▶ **Source passage**
____
My mandate from Seagram was to not identify Seagram in any specific way. “We’re after market size, not market share,” was their mantra. Learning from our earlier book on cocktails, the Seagram challenge was to show young and active men and women drinking single malts in Scottish surroundings that would encourage Americans to travel to distilleries and their environs for a “wee dram” as they moved from place to place around the country to fish for salmon, play golf and stay in country inns. 
 
For me, finding an author was a trip to the UK in February 1988 to search through many literary agents to identify and engage Richard Grindal, who wrote the text for a very generous fee without royalties. As I remember, he wrote the text in 90 days and Catherine and I set out for Scotland in a rented Ford in May 1988. The book was published in 1989 (rather than 1981).
 
Catherine and I visited perhaps two dozen distilleries and after I returned to the US, Catherine remained for several more weeks of photography. It was her first book and her disciplined approach to her craft was impressive.
____
▶ **Information provided**

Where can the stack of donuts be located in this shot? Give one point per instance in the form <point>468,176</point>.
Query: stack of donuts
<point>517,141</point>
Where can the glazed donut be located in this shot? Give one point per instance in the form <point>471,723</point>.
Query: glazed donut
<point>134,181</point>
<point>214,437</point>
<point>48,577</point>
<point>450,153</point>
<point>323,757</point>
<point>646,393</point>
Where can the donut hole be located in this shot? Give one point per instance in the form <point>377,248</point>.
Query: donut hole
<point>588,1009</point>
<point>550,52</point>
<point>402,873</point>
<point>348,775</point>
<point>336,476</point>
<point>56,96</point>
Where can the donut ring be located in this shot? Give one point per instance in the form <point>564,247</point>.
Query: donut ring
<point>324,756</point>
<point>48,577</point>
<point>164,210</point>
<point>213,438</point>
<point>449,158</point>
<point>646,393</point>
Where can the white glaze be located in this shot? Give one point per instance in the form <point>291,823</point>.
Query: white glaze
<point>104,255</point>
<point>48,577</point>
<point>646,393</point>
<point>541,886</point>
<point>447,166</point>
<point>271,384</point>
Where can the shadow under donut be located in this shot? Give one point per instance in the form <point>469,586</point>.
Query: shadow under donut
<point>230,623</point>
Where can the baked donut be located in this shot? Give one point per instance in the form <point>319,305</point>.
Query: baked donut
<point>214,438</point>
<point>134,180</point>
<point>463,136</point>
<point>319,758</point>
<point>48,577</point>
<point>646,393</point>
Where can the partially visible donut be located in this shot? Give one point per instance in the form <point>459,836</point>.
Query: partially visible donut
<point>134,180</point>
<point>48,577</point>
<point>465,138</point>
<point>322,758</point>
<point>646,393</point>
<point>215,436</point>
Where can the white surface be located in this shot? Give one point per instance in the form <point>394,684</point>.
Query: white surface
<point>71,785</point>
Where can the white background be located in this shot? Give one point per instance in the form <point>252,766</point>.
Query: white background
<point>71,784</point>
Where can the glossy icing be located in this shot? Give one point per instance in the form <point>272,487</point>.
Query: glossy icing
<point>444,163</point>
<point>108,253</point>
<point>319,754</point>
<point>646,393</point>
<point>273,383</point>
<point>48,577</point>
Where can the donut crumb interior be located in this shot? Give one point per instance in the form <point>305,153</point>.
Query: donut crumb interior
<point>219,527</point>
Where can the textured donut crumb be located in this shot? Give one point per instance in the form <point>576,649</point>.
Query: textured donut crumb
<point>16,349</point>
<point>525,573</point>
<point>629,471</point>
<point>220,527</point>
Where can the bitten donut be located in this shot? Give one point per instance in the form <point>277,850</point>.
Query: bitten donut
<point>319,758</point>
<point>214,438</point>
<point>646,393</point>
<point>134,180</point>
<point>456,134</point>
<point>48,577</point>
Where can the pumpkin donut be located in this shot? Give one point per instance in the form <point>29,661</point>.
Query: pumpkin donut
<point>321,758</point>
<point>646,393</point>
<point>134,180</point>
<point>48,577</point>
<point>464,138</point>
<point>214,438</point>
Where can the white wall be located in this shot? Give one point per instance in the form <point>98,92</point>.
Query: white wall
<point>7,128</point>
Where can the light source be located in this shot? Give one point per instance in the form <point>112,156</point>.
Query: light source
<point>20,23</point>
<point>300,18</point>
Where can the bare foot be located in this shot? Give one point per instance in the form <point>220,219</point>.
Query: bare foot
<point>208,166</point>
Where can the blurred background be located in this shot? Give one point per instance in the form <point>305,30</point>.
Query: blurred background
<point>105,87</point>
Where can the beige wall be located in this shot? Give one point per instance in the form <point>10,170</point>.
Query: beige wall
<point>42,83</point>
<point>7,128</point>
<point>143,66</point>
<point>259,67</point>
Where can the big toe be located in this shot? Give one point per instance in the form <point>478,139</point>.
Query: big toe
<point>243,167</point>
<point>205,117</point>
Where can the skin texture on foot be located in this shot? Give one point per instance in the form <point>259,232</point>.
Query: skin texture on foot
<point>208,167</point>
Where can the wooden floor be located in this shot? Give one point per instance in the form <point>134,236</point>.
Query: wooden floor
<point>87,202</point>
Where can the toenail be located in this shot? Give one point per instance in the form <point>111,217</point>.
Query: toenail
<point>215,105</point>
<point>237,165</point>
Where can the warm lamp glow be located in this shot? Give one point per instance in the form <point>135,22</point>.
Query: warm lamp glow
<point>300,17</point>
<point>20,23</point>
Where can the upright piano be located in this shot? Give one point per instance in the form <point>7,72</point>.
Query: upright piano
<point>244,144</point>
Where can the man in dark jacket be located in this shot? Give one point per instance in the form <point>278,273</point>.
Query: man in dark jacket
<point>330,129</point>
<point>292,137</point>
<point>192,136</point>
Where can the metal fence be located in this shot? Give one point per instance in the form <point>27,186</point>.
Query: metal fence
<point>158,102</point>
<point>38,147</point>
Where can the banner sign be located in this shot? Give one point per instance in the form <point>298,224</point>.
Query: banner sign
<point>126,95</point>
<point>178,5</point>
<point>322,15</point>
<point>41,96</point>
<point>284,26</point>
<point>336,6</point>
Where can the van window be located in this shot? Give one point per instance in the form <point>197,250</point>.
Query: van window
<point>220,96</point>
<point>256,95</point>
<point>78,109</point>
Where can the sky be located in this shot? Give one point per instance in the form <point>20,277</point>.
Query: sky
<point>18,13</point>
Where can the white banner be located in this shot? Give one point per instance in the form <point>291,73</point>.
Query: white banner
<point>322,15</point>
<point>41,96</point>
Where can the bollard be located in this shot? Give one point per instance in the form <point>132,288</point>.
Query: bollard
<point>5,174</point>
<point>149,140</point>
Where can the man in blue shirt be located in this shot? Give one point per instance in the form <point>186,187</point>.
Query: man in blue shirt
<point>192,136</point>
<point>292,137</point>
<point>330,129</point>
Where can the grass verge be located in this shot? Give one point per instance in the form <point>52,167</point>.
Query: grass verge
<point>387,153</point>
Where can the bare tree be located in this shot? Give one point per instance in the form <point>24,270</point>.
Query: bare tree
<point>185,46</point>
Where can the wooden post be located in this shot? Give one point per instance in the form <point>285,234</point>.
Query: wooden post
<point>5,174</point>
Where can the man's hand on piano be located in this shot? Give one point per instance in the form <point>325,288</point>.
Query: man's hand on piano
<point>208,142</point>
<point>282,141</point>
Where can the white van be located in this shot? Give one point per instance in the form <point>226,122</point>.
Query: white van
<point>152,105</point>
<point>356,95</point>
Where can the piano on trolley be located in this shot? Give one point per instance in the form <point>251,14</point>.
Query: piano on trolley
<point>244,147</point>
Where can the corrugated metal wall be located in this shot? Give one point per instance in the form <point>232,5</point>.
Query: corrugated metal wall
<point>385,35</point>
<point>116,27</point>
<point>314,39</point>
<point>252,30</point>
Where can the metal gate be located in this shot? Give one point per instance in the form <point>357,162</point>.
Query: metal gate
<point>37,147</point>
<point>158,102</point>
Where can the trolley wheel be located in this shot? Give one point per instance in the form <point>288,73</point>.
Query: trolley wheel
____
▶ **Problem**
Continue the account of producing the single malt whisky book, picking up after its last sentence. The items have no connection to the text.

▶ **Written reply**
We typeset and designed the book in my studio back in Washington and I had it printed in Singapore, where quality and price beat any US printer. The books were delivered to a Baltimore warehouse where a fulfillment house, working from a list provided to me by Seagram, mailed 5000 copies to food and beverage managers, select bartenders, advertising executives, food critics and other influence leaders in the spirits industry. What followed is for others to discover but soon after, single malts were shipping to US distributors, Abercrombie & Kent introduced a Scotch Whisky Tour and a market was found for active young men and women began to drink single malts. Bourbon followed with small batch whiskey soon after.
 
I went on to develop tour routes for the National Park Service, based on Return to the Glen, and a decade later, to provide tourism development services in places off the beaten track in Africa, Europe, the Middle East, Latin America, Eurasia and SE Asia.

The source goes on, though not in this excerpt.